* [Problem to work on]: Copy out again, unchanged, the listing below from the line that has "TARGET = suspension bridge" through the line that has "TARGET = shoreline".

* [Extracted material]:
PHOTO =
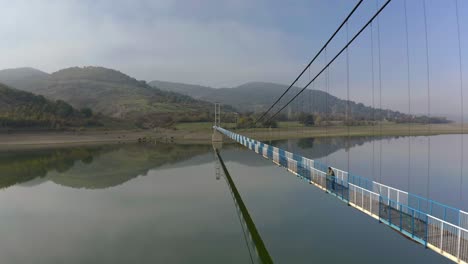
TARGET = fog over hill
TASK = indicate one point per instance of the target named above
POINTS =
(258, 96)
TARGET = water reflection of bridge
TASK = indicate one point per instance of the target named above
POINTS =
(257, 250)
(439, 227)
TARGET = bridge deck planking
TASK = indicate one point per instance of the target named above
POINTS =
(401, 217)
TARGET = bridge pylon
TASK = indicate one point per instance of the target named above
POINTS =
(217, 137)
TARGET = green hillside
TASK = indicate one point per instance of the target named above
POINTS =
(19, 109)
(258, 96)
(116, 95)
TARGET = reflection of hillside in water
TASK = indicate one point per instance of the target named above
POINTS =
(90, 167)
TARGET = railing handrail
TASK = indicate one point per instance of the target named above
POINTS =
(389, 187)
(447, 223)
(364, 189)
(287, 153)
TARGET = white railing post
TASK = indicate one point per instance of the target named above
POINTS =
(388, 196)
(355, 195)
(362, 199)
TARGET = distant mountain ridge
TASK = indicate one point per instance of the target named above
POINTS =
(258, 96)
(109, 92)
(20, 109)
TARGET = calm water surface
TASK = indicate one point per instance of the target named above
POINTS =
(164, 204)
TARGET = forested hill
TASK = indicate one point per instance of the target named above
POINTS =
(258, 96)
(19, 109)
(115, 94)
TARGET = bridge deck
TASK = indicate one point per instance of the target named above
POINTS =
(446, 236)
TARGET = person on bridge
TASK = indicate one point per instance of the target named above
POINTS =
(331, 177)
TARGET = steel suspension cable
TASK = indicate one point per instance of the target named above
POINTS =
(409, 92)
(373, 101)
(428, 102)
(462, 116)
(312, 61)
(334, 58)
(380, 98)
(347, 97)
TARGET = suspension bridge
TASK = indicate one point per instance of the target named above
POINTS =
(436, 226)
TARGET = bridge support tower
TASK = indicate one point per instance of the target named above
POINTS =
(217, 137)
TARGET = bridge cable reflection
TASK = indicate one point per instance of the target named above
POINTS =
(257, 250)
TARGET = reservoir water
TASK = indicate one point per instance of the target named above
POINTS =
(165, 204)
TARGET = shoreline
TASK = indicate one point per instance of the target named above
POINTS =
(37, 140)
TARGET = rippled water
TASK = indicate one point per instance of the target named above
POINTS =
(164, 204)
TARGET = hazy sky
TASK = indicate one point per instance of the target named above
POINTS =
(227, 43)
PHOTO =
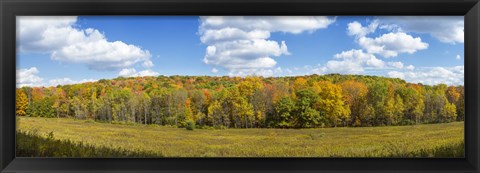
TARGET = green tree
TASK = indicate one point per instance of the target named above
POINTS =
(21, 103)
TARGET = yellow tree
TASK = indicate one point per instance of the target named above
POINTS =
(21, 103)
(453, 95)
(300, 83)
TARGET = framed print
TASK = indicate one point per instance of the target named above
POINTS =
(186, 86)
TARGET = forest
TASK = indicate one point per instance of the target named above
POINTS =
(312, 101)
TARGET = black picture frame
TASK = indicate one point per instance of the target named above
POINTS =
(11, 8)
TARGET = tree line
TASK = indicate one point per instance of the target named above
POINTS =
(332, 100)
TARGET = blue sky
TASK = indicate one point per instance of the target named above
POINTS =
(66, 50)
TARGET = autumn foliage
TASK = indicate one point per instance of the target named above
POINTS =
(251, 102)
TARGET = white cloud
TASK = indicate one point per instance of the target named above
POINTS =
(131, 72)
(355, 28)
(352, 62)
(148, 64)
(410, 67)
(290, 24)
(240, 43)
(387, 45)
(391, 44)
(398, 65)
(214, 70)
(68, 81)
(59, 37)
(447, 29)
(432, 76)
(28, 77)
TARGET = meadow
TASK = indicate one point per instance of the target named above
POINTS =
(66, 137)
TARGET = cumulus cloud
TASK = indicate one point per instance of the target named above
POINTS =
(355, 28)
(398, 65)
(458, 57)
(28, 77)
(410, 67)
(66, 43)
(391, 44)
(131, 72)
(447, 29)
(67, 81)
(387, 45)
(352, 62)
(240, 43)
(433, 75)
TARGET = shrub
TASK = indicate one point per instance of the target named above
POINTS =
(190, 125)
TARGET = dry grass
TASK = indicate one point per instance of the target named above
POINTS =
(398, 141)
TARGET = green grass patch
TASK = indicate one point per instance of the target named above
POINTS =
(53, 137)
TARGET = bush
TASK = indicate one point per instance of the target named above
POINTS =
(190, 125)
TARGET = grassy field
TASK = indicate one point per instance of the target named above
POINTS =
(117, 140)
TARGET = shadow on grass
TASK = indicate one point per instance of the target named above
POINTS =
(30, 144)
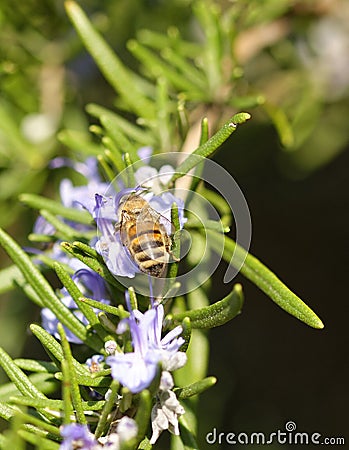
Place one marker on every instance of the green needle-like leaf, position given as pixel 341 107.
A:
pixel 38 202
pixel 71 376
pixel 75 293
pixel 19 378
pixel 88 380
pixel 216 314
pixel 53 347
pixel 33 365
pixel 108 406
pixel 196 388
pixel 41 286
pixel 268 282
pixel 94 262
pixel 143 414
pixel 133 132
pixel 120 77
pixel 116 311
pixel 208 148
pixel 56 405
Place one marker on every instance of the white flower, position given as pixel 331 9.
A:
pixel 167 409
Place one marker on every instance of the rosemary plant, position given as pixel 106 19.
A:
pixel 140 314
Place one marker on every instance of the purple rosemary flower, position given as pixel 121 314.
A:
pixel 91 285
pixel 80 196
pixel 77 436
pixel 136 370
pixel 167 409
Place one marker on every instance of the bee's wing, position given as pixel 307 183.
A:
pixel 149 214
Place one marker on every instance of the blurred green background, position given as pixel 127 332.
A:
pixel 271 368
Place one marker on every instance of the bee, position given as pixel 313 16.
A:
pixel 143 234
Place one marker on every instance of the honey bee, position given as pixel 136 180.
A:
pixel 143 234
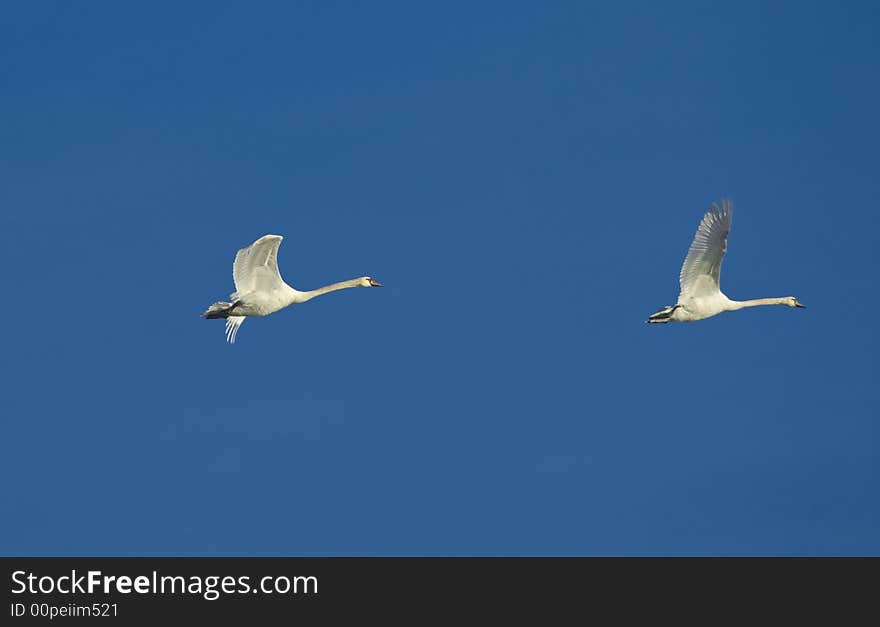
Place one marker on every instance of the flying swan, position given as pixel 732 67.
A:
pixel 260 290
pixel 701 295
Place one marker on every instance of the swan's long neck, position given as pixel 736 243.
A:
pixel 304 296
pixel 740 304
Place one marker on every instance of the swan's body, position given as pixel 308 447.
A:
pixel 259 288
pixel 700 278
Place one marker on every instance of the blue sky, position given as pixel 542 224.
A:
pixel 525 179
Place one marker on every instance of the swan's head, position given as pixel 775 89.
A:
pixel 366 281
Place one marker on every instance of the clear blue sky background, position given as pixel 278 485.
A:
pixel 525 179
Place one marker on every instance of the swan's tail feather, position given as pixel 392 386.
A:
pixel 217 310
pixel 232 324
pixel 662 315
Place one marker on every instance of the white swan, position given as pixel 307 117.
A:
pixel 259 289
pixel 701 295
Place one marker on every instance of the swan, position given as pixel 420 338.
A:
pixel 260 290
pixel 701 296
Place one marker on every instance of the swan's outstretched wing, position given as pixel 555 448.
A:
pixel 255 268
pixel 707 251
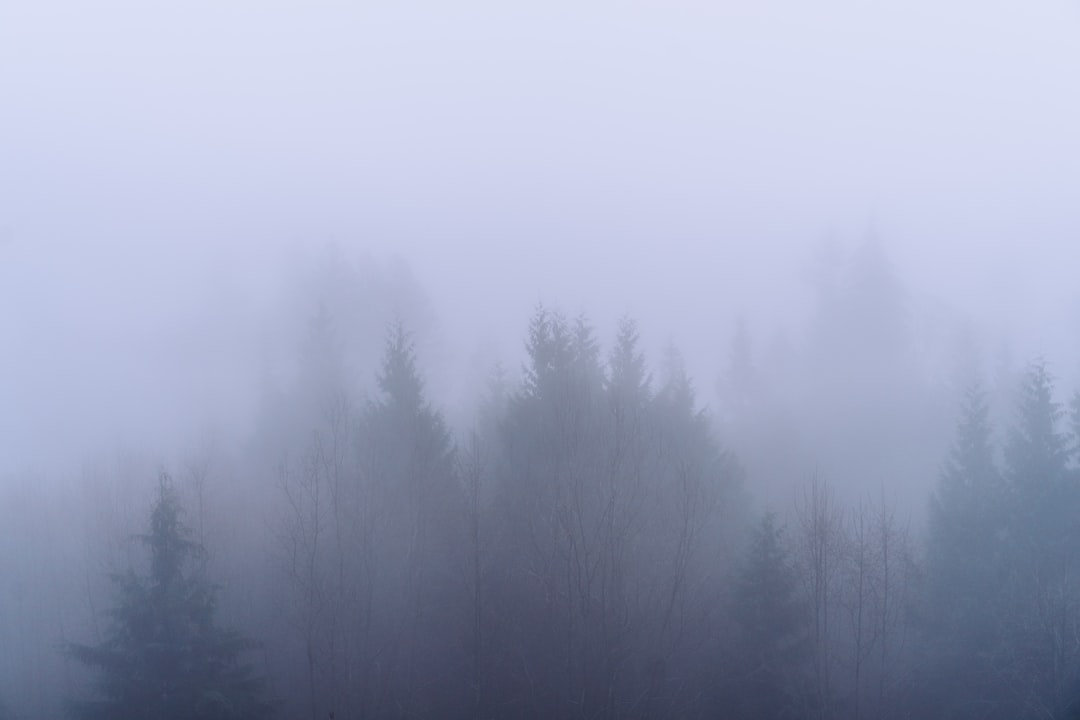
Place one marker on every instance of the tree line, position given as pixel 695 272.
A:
pixel 586 549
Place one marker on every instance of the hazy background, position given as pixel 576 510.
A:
pixel 164 168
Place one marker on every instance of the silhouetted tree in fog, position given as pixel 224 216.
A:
pixel 164 656
pixel 767 675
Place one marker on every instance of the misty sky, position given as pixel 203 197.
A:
pixel 679 161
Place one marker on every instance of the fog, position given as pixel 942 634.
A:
pixel 829 220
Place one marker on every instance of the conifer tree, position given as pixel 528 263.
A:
pixel 771 630
pixel 164 656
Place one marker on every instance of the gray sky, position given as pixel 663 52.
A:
pixel 675 160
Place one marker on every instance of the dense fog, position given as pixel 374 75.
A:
pixel 539 360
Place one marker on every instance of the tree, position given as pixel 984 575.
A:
pixel 1041 565
pixel 164 657
pixel 962 567
pixel 771 630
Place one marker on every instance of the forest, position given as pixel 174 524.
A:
pixel 840 529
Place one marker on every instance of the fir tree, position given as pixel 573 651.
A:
pixel 771 630
pixel 164 657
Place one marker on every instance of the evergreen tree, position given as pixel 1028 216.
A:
pixel 1041 629
pixel 164 656
pixel 768 673
pixel 963 569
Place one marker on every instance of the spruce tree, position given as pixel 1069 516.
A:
pixel 769 663
pixel 164 656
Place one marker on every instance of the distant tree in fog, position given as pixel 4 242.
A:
pixel 164 655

* [Task result]:
TARGET = suspension bridge
TASK = indicate one point per instance of the target named above
POINTS =
(436, 226)
TARGET = bridge support tower
TASK = indicate one point per instance of the target named above
POINTS =
(217, 137)
TARGET = bridge cable reflection
TASK = indicate one point per instance of the target named above
POINTS =
(257, 250)
TARGET = reservoir water
TASK = indicate one point per instance of the target named above
POINTS =
(165, 204)
TARGET = shoreline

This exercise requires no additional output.